(Collected data)
┄┄┄┄┄┄
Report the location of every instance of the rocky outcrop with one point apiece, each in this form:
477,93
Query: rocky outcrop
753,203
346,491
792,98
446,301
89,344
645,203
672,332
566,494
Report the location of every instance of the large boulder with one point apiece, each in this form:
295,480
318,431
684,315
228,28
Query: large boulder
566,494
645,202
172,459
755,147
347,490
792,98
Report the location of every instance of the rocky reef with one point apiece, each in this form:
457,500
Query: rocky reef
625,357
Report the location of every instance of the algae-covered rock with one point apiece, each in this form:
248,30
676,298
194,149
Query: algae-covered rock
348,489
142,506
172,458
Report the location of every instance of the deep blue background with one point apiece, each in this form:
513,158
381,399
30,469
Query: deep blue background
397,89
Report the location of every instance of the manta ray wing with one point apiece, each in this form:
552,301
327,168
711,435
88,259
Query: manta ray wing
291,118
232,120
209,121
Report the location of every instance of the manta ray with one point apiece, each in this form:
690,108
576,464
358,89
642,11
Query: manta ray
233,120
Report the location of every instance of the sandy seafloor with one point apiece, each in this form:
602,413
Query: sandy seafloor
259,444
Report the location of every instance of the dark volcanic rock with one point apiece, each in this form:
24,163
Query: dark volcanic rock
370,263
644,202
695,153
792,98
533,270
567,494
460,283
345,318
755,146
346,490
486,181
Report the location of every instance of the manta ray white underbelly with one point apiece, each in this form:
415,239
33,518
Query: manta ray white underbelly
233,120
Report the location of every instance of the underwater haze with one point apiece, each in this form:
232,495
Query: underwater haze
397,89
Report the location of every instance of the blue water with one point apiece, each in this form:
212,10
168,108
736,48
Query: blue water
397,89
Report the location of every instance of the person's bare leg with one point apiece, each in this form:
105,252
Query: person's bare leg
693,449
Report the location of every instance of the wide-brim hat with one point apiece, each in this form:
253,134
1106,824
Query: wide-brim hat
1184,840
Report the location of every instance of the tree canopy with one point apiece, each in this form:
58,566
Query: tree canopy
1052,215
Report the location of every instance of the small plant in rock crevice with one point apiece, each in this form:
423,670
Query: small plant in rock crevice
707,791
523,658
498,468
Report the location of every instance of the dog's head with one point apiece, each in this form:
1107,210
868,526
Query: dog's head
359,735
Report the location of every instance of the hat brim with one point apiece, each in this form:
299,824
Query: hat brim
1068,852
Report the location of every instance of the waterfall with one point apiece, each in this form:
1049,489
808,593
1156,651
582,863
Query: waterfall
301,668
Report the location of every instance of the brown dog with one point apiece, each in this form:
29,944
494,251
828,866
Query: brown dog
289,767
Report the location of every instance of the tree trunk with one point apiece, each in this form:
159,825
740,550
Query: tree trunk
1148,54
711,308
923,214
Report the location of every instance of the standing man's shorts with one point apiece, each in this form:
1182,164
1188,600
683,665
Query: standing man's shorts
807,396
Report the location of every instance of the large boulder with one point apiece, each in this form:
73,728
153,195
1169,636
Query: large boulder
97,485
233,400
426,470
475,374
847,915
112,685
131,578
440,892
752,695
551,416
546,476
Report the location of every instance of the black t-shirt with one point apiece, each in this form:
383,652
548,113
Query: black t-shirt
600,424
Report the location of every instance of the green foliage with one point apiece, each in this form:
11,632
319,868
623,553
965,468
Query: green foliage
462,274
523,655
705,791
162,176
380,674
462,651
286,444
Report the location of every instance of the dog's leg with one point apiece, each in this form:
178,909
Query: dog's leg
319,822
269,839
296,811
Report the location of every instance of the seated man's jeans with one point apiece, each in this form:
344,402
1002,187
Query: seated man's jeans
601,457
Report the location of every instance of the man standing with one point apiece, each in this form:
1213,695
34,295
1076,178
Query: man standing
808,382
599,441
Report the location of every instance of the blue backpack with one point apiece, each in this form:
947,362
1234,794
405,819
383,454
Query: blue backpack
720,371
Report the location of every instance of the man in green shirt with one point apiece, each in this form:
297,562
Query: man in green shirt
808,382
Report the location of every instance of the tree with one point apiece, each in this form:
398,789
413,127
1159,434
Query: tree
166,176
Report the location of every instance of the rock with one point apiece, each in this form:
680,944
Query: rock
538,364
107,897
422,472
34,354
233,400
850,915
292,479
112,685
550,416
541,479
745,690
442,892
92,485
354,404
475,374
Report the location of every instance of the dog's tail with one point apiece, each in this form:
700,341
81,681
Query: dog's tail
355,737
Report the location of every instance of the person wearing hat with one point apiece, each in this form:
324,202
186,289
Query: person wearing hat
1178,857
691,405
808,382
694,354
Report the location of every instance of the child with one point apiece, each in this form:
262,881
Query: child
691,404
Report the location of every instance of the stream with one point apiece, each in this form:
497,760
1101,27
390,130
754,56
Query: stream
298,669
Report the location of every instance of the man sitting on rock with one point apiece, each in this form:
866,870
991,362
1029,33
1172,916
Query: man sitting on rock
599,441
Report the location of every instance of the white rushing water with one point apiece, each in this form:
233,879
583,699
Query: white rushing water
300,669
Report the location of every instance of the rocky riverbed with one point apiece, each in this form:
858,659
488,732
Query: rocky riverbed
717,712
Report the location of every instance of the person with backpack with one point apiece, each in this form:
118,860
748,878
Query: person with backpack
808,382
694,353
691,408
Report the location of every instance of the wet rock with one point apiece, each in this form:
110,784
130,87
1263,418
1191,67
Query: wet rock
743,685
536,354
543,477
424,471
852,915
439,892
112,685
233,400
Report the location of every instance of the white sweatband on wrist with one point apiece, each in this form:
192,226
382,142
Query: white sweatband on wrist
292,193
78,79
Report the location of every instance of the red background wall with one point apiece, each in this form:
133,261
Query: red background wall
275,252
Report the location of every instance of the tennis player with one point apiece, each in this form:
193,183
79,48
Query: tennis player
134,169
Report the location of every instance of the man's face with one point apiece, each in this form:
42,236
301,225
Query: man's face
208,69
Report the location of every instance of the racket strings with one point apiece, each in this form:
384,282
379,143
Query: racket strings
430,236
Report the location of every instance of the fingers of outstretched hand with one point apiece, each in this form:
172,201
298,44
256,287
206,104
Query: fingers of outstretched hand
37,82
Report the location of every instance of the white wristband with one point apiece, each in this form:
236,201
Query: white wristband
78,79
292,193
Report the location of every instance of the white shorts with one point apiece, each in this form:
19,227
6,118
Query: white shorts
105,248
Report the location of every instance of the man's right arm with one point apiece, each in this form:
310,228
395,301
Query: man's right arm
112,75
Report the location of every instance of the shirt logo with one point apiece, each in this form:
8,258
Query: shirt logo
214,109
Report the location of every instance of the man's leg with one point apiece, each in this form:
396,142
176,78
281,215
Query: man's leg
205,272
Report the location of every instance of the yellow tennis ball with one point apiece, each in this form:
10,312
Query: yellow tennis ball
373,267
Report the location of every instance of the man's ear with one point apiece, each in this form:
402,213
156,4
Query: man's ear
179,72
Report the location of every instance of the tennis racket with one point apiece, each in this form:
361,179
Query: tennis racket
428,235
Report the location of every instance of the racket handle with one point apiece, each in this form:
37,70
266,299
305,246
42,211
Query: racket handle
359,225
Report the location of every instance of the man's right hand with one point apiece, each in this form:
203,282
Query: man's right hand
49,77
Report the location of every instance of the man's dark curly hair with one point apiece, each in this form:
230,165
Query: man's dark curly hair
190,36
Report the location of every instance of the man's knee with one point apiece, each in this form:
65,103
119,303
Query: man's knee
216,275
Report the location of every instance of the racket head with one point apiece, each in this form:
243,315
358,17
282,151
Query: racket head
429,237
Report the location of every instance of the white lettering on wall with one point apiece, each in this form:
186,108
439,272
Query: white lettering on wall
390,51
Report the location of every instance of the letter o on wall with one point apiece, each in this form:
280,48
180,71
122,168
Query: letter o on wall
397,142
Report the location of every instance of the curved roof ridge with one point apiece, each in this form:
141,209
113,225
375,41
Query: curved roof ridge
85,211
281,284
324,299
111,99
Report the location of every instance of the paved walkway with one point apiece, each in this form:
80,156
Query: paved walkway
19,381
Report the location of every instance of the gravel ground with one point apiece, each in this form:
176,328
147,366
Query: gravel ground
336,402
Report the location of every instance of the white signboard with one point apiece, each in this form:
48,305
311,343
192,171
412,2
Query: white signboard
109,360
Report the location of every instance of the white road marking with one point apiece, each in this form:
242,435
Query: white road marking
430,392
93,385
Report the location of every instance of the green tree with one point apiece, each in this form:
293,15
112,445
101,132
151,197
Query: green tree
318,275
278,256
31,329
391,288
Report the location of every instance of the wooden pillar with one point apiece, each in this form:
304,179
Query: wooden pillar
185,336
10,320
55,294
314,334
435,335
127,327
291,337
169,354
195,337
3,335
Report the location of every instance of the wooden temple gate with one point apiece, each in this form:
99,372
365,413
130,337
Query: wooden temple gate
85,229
┄┄┄┄┄┄
» **WHAT TO DO**
A faithful copy is required of the lines from the one with "Report the location of every instance of the white signboard" through the last line of the data; please add nothing.

» **SOLUTION FOR THIS TASK**
Report the location of every instance of the white signboard with one point apiece, each in this form:
48,305
311,343
192,171
412,2
Query: white signboard
109,360
Report the location of every instance of the white road marking with one point apiece, each in this form:
242,435
Query: white road marking
430,392
93,385
Report the location of every instance of the green tree with one point apiece, each in this form:
293,15
112,445
101,132
151,197
Query: green tree
318,275
278,256
31,329
391,288
Report the location of every instance of the wooden pillar with one point apiece, each in this form:
304,179
Query: wooden pillar
185,336
10,320
55,294
314,334
435,335
127,327
291,337
169,354
195,337
3,335
Report the location of every instance of the wooden temple gate with one point apiece, each in this form:
99,372
365,413
130,337
Query: wooden temple gate
85,229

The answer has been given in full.